• AIM OF THE EXERCISE: Copy out the lines of the records from the line containing "Could you please outline every instance of the gazebo?" through the end of the records, including both ends, unchanged.

═══ ENTRIES SUPPLIED ═══

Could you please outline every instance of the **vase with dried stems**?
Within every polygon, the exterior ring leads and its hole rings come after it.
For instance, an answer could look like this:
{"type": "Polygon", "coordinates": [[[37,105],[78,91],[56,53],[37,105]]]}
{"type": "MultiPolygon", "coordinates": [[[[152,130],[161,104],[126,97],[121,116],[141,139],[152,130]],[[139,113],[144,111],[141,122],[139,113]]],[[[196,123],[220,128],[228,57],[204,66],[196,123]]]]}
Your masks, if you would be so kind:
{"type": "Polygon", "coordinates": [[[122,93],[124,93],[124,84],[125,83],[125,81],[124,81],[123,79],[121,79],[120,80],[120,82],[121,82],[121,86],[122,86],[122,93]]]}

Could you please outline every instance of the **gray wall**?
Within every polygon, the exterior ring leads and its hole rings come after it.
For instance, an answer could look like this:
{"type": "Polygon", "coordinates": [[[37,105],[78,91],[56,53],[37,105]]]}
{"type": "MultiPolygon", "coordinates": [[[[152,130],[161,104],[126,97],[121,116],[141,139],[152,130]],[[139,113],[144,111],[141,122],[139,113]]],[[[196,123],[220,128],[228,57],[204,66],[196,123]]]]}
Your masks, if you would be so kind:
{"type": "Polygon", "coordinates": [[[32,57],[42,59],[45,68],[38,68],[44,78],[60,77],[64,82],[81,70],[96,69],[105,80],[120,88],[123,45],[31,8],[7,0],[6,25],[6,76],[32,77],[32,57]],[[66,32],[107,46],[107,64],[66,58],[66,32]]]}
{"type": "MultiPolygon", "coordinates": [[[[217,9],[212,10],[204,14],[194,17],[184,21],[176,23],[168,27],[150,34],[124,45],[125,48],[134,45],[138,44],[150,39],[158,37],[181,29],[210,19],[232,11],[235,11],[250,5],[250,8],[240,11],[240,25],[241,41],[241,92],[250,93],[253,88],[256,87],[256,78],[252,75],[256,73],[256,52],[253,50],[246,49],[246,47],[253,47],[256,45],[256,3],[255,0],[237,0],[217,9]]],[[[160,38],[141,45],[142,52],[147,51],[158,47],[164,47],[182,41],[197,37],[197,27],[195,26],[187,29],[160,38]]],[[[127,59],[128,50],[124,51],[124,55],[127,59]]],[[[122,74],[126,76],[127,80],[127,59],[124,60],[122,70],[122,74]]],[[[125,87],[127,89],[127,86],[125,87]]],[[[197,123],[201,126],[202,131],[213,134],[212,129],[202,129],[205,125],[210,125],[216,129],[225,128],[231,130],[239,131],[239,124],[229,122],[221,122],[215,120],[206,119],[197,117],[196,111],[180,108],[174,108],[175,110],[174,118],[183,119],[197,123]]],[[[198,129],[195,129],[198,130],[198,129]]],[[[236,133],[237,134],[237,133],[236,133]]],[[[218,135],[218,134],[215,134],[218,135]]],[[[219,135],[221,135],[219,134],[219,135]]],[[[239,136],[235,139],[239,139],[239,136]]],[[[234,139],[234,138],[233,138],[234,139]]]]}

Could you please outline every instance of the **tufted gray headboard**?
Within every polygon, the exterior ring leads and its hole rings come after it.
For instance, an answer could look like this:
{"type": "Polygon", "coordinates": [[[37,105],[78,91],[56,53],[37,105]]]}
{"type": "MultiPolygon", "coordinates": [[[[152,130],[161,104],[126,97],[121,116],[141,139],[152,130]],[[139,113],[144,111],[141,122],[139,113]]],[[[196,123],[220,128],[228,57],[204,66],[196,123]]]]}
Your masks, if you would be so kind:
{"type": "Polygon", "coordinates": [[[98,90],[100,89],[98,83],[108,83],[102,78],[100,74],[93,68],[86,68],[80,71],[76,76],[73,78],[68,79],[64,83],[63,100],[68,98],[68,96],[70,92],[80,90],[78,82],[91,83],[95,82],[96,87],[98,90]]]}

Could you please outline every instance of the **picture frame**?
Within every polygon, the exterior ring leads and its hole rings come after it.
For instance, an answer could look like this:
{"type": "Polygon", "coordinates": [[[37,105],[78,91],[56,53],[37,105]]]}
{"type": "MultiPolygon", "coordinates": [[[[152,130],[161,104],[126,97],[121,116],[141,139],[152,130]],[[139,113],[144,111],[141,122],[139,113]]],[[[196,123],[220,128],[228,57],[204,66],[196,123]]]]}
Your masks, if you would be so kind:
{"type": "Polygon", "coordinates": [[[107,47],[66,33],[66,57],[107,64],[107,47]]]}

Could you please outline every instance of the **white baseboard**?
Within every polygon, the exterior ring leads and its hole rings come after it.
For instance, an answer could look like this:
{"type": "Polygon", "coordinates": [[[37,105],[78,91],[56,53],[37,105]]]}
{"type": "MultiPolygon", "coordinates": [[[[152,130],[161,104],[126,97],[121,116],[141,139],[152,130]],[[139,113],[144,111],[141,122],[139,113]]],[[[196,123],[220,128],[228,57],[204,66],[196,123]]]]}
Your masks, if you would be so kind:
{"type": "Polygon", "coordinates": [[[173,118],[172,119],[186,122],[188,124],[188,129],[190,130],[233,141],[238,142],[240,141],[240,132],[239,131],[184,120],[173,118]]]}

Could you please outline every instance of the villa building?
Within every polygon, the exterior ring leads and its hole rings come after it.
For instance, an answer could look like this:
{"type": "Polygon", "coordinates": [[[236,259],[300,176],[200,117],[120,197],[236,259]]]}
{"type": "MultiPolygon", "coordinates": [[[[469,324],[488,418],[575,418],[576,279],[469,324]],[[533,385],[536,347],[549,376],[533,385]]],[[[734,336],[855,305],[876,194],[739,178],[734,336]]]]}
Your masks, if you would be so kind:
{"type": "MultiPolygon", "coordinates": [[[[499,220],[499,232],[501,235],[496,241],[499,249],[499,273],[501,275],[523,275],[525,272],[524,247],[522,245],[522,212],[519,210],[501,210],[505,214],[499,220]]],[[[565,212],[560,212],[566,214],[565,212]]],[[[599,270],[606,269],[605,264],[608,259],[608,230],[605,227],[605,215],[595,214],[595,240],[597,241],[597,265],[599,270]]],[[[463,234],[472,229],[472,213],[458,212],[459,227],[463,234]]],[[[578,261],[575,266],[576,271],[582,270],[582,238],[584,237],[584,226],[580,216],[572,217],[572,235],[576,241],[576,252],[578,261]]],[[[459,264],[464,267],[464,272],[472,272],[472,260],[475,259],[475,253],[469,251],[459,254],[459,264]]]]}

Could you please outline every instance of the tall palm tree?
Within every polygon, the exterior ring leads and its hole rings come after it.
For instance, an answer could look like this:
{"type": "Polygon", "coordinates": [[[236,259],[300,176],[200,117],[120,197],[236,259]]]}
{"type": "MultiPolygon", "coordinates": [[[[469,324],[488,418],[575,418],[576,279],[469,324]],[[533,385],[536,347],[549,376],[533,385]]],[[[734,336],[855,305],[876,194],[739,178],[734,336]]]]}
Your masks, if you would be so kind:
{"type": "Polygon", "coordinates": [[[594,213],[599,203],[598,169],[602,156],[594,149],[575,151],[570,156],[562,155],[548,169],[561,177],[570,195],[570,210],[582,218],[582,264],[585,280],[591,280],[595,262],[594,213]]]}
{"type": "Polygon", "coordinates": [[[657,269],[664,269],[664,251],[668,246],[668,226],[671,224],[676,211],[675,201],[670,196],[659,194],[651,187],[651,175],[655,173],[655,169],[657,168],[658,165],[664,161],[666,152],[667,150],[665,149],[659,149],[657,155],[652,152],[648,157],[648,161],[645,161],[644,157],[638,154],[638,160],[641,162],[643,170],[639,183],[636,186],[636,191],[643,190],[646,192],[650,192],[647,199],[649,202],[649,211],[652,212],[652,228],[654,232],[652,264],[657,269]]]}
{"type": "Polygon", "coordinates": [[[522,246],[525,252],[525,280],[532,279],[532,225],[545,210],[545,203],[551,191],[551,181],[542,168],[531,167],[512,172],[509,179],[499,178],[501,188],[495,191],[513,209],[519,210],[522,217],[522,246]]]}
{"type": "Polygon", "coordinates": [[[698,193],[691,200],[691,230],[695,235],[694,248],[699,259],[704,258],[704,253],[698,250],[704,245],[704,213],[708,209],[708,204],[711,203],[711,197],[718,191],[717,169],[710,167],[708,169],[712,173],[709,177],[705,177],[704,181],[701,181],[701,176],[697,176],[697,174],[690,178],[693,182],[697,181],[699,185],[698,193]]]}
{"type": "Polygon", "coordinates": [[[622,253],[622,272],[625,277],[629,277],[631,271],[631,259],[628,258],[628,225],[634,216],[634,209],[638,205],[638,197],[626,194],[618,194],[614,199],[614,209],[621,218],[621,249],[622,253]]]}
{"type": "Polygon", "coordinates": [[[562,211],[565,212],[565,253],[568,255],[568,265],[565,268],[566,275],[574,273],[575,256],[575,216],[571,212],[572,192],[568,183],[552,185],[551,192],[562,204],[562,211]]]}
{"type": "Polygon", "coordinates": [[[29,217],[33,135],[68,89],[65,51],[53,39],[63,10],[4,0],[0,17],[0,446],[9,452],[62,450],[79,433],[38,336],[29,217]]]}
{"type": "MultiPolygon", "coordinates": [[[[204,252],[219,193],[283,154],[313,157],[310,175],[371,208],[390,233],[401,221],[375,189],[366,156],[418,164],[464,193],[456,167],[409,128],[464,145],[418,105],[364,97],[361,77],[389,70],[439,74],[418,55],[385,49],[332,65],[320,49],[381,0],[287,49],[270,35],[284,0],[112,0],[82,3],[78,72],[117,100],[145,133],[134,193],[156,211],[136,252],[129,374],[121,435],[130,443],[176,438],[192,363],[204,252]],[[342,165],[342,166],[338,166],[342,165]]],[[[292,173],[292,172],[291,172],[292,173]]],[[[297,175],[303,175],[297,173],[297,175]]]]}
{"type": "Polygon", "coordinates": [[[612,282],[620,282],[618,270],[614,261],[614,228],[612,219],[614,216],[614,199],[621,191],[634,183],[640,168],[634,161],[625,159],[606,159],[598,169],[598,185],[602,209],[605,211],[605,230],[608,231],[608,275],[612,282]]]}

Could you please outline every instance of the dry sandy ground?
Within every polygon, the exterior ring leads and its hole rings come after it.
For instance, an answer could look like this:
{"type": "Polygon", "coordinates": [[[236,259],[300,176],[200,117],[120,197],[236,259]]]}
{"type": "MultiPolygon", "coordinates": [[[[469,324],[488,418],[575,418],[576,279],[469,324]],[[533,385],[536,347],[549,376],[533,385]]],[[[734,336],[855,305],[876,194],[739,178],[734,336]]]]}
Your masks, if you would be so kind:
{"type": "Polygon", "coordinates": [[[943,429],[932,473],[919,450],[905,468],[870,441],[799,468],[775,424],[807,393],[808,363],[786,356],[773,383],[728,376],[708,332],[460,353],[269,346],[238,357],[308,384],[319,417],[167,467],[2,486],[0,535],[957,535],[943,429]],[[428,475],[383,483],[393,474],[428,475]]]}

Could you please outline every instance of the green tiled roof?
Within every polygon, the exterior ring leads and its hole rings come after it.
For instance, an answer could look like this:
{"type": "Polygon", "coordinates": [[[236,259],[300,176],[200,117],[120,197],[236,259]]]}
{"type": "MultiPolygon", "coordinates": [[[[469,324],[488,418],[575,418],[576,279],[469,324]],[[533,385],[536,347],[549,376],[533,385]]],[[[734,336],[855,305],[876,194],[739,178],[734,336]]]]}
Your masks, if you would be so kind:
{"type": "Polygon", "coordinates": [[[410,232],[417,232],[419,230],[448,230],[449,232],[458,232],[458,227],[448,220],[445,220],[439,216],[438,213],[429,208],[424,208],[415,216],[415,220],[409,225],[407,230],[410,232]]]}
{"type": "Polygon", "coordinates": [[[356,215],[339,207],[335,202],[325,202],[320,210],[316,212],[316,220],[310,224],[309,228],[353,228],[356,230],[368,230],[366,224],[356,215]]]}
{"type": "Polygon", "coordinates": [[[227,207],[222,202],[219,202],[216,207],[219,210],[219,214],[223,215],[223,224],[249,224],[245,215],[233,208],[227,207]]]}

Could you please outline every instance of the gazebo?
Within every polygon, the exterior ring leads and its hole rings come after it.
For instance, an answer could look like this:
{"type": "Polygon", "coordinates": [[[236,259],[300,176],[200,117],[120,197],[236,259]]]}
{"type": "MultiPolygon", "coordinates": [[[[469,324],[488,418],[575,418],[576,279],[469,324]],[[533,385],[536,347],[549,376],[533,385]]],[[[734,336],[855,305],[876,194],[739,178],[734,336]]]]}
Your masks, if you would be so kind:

═══

• WRITTEN RESPONSE:
Could you please outline every instance of the gazebo?
Within every polygon, the exterior ring leads and its hole rings come after it.
For instance, an answer could look like this:
{"type": "Polygon", "coordinates": [[[236,259],[300,176],[200,117],[120,197],[236,259]]]}
{"type": "MultiPolygon", "coordinates": [[[[469,324],[488,418],[575,418],[576,279],[469,324]],[[533,385],[536,347],[549,376],[533,385]]],[[[734,336],[855,305],[876,194],[739,178],[734,336]]]]}
Your masks, if you would be so kind:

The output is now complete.